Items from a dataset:
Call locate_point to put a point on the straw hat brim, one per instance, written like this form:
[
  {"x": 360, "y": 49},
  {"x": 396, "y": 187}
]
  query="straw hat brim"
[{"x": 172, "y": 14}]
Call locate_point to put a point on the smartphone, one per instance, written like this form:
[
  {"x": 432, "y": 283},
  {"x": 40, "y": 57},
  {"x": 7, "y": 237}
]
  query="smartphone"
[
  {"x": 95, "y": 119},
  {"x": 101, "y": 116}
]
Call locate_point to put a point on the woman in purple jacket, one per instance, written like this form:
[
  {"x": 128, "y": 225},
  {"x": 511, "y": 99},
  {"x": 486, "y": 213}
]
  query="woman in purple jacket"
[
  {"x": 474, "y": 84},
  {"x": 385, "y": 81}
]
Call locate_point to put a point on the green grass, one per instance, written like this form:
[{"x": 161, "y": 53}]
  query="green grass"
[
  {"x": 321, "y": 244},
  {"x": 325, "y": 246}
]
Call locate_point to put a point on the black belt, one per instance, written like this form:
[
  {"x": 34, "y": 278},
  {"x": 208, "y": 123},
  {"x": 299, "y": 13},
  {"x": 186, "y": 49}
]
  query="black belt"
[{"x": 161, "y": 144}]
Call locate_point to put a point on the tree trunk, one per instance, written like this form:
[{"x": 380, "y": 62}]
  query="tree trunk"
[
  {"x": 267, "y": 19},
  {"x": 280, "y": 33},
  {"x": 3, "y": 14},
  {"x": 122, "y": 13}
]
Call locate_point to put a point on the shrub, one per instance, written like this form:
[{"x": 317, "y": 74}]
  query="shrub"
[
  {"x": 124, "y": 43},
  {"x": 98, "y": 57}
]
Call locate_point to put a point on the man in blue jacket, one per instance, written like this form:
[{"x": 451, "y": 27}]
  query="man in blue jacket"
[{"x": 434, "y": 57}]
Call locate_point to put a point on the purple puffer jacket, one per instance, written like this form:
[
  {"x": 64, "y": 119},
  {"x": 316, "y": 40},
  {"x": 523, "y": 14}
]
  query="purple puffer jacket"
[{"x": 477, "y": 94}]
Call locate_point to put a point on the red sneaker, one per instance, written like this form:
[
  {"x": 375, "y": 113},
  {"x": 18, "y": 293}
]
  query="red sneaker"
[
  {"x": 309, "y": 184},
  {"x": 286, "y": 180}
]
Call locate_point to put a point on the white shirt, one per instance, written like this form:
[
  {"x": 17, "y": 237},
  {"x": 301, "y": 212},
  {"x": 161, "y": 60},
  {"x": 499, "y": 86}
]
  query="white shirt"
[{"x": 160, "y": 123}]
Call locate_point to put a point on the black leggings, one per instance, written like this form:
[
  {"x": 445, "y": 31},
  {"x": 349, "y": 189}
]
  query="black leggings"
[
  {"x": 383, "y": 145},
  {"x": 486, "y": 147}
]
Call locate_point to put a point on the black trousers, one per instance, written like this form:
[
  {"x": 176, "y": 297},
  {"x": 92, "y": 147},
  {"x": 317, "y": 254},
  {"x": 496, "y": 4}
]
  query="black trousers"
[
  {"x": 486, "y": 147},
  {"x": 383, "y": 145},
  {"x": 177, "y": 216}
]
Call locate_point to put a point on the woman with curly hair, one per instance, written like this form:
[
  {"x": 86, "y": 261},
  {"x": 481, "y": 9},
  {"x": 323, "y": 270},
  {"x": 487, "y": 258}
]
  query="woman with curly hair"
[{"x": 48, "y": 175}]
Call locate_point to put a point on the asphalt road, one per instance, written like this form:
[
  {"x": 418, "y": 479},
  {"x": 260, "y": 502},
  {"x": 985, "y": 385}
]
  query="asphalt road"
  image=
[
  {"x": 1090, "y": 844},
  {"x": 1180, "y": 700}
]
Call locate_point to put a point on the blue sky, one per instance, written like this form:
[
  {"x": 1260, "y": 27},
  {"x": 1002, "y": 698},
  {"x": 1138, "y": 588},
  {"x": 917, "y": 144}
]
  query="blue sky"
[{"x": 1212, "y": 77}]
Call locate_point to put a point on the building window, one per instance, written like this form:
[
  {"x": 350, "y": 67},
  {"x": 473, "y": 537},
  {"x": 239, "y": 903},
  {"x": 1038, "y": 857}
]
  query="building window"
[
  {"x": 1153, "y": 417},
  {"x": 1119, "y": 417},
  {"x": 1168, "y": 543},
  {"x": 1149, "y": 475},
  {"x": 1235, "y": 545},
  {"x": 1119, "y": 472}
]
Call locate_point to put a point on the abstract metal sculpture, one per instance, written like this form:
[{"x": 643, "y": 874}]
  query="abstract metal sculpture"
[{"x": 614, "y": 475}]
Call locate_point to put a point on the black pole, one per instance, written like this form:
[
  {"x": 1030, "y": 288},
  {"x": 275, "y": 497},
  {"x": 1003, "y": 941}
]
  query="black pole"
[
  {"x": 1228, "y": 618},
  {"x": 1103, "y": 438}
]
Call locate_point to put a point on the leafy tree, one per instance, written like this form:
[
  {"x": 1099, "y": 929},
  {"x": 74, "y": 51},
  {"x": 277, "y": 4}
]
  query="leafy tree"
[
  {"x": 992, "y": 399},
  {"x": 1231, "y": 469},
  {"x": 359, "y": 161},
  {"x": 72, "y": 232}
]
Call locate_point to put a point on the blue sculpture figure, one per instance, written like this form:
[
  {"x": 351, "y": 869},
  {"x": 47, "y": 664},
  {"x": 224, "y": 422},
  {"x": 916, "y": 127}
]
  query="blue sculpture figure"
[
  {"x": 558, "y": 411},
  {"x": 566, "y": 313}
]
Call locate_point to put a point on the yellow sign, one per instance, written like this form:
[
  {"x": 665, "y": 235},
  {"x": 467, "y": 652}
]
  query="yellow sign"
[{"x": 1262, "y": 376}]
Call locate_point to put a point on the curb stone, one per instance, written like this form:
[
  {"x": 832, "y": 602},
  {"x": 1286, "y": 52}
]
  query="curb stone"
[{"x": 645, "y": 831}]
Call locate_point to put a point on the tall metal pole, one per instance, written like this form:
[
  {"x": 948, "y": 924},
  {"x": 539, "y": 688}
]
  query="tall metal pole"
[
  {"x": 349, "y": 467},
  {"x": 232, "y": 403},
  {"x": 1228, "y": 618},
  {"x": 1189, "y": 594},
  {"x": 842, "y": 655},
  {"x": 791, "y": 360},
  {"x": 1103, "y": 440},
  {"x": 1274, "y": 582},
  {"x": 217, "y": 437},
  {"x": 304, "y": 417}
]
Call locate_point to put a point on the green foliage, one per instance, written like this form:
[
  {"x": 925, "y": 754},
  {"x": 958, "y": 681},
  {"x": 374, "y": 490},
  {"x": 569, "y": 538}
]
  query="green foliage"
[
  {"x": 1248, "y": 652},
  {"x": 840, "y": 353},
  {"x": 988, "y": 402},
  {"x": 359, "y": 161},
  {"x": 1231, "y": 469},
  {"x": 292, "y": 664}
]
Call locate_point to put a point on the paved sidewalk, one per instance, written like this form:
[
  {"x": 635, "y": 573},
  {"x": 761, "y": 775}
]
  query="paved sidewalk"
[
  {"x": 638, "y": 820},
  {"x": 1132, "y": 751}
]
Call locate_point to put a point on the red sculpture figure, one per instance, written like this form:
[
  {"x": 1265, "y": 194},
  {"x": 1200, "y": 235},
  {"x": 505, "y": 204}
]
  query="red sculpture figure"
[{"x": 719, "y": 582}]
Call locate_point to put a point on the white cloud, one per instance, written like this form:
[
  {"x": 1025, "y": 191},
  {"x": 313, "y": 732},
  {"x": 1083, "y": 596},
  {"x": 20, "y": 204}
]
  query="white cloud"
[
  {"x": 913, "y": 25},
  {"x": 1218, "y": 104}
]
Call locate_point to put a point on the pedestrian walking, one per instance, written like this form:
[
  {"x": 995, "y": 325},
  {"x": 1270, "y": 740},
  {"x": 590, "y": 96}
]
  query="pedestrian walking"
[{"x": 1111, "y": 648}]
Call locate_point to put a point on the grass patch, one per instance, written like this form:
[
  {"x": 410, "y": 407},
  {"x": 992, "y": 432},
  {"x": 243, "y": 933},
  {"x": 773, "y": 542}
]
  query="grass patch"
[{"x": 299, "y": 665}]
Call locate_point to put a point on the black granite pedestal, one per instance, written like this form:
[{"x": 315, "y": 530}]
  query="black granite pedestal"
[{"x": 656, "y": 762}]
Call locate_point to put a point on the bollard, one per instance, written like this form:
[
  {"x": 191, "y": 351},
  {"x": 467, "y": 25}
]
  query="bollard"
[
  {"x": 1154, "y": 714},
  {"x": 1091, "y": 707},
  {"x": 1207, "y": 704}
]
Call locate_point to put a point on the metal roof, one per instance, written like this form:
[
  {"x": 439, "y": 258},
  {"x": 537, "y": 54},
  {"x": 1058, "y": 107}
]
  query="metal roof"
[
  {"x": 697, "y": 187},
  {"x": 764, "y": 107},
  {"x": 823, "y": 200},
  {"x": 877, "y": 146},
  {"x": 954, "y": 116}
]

*Directions:* Starting with the line that contains "Call locate_point to put a point on the grass", write out each line through the end of the listing, exactly as it appears, and include nothing else.

*Exercise solution:*
Call locate_point to put a point on the grass patch, one per instance, written like this form:
[
  {"x": 410, "y": 407},
  {"x": 992, "y": 432},
  {"x": 243, "y": 933},
  {"x": 773, "y": 542}
]
  query="grass patch"
[{"x": 299, "y": 665}]
Call locate_point to put a point on the black granite pedestal, one per instance, written like this form:
[{"x": 315, "y": 530}]
  query="black granite pedestal"
[{"x": 656, "y": 762}]
Call locate_point to put a point on the bollard, one per instance, written like this form:
[
  {"x": 191, "y": 351},
  {"x": 467, "y": 25}
]
  query="bollard"
[
  {"x": 1154, "y": 714},
  {"x": 1091, "y": 707},
  {"x": 1207, "y": 704}
]
Call locate_point to put a point on the metal roof, one per instance, written like this form:
[
  {"x": 439, "y": 258},
  {"x": 537, "y": 54},
  {"x": 1058, "y": 107}
]
  query="metal roof"
[
  {"x": 697, "y": 187},
  {"x": 764, "y": 107},
  {"x": 823, "y": 200},
  {"x": 877, "y": 146},
  {"x": 954, "y": 116}
]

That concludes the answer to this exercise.